─── TEXTO FORNECIDO ───
Esta sinfonia foi seu primeiro grande sucesso - ainda que reservado a círculos restritos de músicos - e uma de suas obras mais significativas. Com duração de aproximadamente 90 minutos, a sinfonia abre com um longo movimento em forma de marcha fúnebre que alterna momentos de grande tensão dramática com outros de extrema doçura e simplicidade. Seguem-se outros dois movimentos mais calmos, mas muito reflexivos, e então um dos mais belos momentos de Mahler, o 4º movimento, para orquestra acompanhada de uma voz contralto solista. O título deste movimento é Urlicht, em alemão, que significa Luz Primordial. É uma das mais sensíveis e belas páginas de Mahler, e que prepara o ouvinte para o 5º e último movimento, o mais longo de uma sinfonia até então, onde todos os temas se entrelaçam segundo uma narrativa apoteótica que passa do Juízo Final à Ressurreição concluindo com um enorme coral, orquestra duplicada com órgão, sinos e solistas vocais. Mahler ainda acrescentou alguns versos de própria autoria ao texto de Klopstock, muito significativos para ele e para o contexto da obra: "Oh, acredita, meu coração / não nasceste em vão, não sofreste em vão". Segundo Mahler, o primeiro movimento lança uma pergunta: 'com que finalidade viveu você?' O último movimento, com textos sobre a Ressurreição, responde. Mahler nunca se esquivou destas perguntas profundas sobre a existência, dizendo certa vez a um discípulo: "Donde viemos? Aonde é que nos leva o nosso caminho? Por que me é dado sentir que sou livre, enquanto que estou confinado, porém, dentro dos limites da minha personalidade, como numa prisão? Qual é o objetivo da labuta e do sofrimento? Será o sentido da vida revelado pela morte?" Esta busca - e a certeza - de um mundo melhor, sempre esteve presente em Mahler, ainda que permeado por dúvidas e antagonismos típicos da era da incerteza que viva a Europa na virada do século. Por essa razão, a linha narrativa sinfônica mais comum em Mahler é a de estruturar suas sinfonias com uma primeira parte dramática, por vezes trágica, uma parte central mais reflexiva, e um final triunfante e otimista, como que achando o caminho. É uma narrativa visível nas Primeira, Segunda, Quinta e Sétima sinfonias.
─── DADOS PARA ANÁLISE ───
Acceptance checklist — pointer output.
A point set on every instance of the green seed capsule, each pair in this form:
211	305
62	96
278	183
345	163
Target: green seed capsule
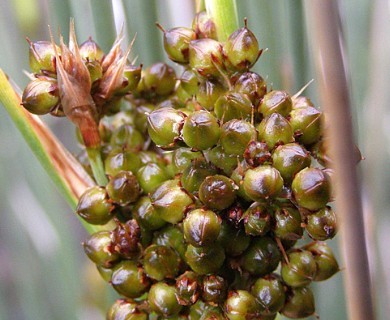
126	239
252	85
222	160
146	216
217	192
241	305
288	224
262	256
123	188
214	289
299	303
289	159
201	130
201	227
204	26
125	310
234	241
94	206
127	137
235	136
208	93
151	176
276	102
205	260
164	126
97	248
205	56
121	160
159	79
257	220
234	105
300	270
162	299
311	188
187	288
170	201
307	124
176	43
325	260
241	49
40	96
129	280
275	130
269	294
160	262
42	56
194	175
263	183
322	225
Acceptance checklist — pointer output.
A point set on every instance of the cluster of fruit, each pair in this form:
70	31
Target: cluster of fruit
213	179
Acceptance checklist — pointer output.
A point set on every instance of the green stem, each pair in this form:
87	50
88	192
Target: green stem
66	172
224	15
97	166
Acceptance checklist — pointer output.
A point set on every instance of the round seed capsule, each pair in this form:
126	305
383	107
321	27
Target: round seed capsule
276	101
233	105
263	183
94	206
40	96
201	227
275	129
201	130
241	305
252	85
241	49
97	248
288	224
176	43
325	260
307	124
262	256
123	188
125	310
300	270
121	160
159	79
170	201
214	289
151	176
188	288
205	260
129	280
164	126
162	299
257	220
322	225
205	56
299	303
289	159
217	192
160	262
235	136
311	188
269	294
208	94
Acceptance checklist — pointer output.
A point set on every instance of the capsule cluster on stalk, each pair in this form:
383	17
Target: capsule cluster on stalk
213	180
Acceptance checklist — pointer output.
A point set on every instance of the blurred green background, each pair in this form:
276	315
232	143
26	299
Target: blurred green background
43	271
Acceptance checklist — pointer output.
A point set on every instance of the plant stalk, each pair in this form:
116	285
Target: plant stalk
326	41
66	172
224	15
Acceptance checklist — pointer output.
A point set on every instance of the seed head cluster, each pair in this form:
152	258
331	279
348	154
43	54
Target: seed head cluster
216	181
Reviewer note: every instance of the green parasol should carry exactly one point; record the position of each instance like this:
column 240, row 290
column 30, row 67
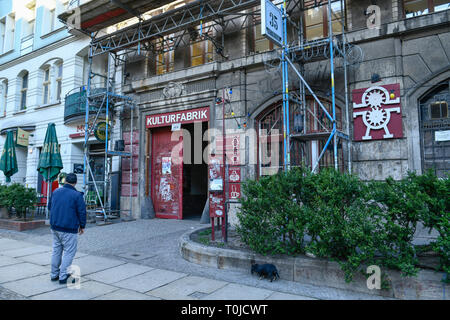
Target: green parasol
column 50, row 163
column 8, row 161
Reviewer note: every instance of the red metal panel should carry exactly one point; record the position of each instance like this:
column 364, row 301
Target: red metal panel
column 167, row 174
column 377, row 113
───
APLIQUE A LEITURA:
- A) Com base no texto sobre a sinfonia de Mahler, responda:
(i) Qual é a duração aproximada da sinfonia?
(ii) Que tipo de voz solista acompanha a orquestra no 4º movimento?
(iii) Qual é o título desse movimento e o que ele significa?
- B) Liste todas as sinfonias de Mahler que, segundo o texto sobre a sinfonia, exibem a narrativa de primeira parte dramática, parte central reflexiva e final triunfante.

RESPOSTAS EM ORDEM:
- A)
(i) Aproximadamente 90 minutos.
(ii) Uma voz contralto.
(iii) Urlicht, que significa Luz Primordial.

- B) Primeira, Segunda, Quinta e Sétima.